- [WHAT YOU WILL DO]
a) According to the Guy Rucker biography, what high school did Rucker graduate from?
b) Transcribe everything in the Guy Rucker biography from "Guy Terrance Rucker" down to "Basketball Association (NBA).".
c) Name each team that the Guy Rucker biography says he played for.

- [SOURCE]
— Begin —
Guy Terrance Rucker (born July 27, 1977) is an American former professional basketball player. A power forward, he played college basketball at Iowa. Rucker played professional basketball from 1999 to 2005, mostly in the United States Basketball League, Continental Basketball Association, Europe, and Asia. For part of the 2002–03 season, Rucker played for the Golden State Warriors of the National Basketball Association (NBA).

Early life and college career
Born in Inkster, Michigan, Rucker graduated from John Glenn High School in nearby Westland in 1995. At the University of Iowa, Rucker redshirted his true freshman year and played for the Iowa Hawkeyes from 1996 to 1999.

Pro basketball career
He left the Hawkeyes at the end of his junior season to play professionally for the New Hampshire Thunder Loons of the United States Basketball League. Rucker played in Hungary for Debreceni Vadkakasok during the 2001–2002 season, where he averaged 14.7 points and 5.9 rebounds per game.
— End —
- [RAW DATA]
— Begin —
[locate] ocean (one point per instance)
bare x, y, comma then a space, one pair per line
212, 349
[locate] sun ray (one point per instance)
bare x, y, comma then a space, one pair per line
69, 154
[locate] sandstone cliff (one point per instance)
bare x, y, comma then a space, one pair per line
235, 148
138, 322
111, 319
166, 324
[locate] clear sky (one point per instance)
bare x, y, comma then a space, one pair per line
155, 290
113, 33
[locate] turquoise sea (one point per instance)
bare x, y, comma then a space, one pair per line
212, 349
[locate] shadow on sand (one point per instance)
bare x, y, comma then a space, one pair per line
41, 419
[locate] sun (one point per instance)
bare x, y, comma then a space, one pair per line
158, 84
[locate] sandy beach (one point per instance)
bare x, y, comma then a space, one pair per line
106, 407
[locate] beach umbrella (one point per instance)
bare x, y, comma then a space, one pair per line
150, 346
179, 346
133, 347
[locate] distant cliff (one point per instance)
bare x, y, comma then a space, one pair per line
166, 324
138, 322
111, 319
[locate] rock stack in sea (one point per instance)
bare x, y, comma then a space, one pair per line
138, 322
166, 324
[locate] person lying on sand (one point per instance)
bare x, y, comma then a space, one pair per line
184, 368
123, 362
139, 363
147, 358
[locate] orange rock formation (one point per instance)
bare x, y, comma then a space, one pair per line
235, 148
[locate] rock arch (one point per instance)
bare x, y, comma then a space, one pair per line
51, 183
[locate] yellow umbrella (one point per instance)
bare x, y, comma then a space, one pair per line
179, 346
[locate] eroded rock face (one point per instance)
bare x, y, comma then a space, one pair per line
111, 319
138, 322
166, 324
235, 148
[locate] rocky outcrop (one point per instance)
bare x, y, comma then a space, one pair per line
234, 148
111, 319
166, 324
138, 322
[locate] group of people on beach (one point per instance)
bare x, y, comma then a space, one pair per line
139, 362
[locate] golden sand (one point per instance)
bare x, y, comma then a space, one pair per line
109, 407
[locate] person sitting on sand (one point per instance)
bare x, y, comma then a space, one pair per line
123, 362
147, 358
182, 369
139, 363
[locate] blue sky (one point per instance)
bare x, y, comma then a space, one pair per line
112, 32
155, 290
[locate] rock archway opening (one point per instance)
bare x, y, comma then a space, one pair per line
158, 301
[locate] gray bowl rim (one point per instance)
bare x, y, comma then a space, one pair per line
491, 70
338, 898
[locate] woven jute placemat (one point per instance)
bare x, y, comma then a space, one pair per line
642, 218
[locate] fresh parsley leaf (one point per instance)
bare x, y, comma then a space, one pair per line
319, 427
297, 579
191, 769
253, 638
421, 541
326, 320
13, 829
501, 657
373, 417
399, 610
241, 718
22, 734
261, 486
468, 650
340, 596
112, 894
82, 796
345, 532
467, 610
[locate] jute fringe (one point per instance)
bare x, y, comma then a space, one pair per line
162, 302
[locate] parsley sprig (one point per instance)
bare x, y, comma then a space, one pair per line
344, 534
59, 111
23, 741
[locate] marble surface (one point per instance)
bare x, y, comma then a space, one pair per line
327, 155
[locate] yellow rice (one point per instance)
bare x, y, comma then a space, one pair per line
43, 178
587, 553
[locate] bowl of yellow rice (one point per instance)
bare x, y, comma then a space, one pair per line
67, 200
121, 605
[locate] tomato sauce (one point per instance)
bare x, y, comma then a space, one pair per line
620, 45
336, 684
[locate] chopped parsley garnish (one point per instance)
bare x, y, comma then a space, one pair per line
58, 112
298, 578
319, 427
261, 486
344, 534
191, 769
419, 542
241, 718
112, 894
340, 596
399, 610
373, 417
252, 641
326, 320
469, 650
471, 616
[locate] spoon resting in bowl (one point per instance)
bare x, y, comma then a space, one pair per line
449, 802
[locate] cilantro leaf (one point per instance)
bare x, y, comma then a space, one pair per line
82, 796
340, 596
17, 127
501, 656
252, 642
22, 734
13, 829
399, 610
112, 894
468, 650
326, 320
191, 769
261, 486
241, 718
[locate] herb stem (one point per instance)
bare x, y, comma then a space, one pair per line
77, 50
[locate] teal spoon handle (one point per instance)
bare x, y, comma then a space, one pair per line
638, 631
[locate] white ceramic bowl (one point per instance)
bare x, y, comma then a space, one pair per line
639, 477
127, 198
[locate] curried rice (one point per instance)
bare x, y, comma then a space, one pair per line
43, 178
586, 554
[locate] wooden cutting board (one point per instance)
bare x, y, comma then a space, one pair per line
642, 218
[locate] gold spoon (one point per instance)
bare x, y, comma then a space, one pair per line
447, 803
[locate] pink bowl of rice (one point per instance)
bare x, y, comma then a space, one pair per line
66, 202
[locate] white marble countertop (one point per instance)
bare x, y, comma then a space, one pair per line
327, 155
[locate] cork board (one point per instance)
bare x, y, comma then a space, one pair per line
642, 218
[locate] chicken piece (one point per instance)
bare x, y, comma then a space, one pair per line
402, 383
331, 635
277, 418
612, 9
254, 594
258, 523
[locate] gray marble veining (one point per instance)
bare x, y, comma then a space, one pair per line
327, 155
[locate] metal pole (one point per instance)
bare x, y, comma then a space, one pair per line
— End —
- [CORRECT ANSWERS]
a) John Glenn High School in Westland

b)
Guy Terrance Rucker (born July 27, 1977) is an American former professional basketball player. A power forward, he played college basketball at Iowa. Rucker played professional basketball from 1999 to 2005, mostly in the United States Basketball League, Continental Basketball Association, Europe, and Asia. For part of the 2002–03 season, Rucker played for the Golden State Warriors of the National Basketball Association (NBA).

c)
- Golden State Warriors
- Iowa Hawkeyes
- New Hampshire Thunder Loons
- Debreceni Vadkakasok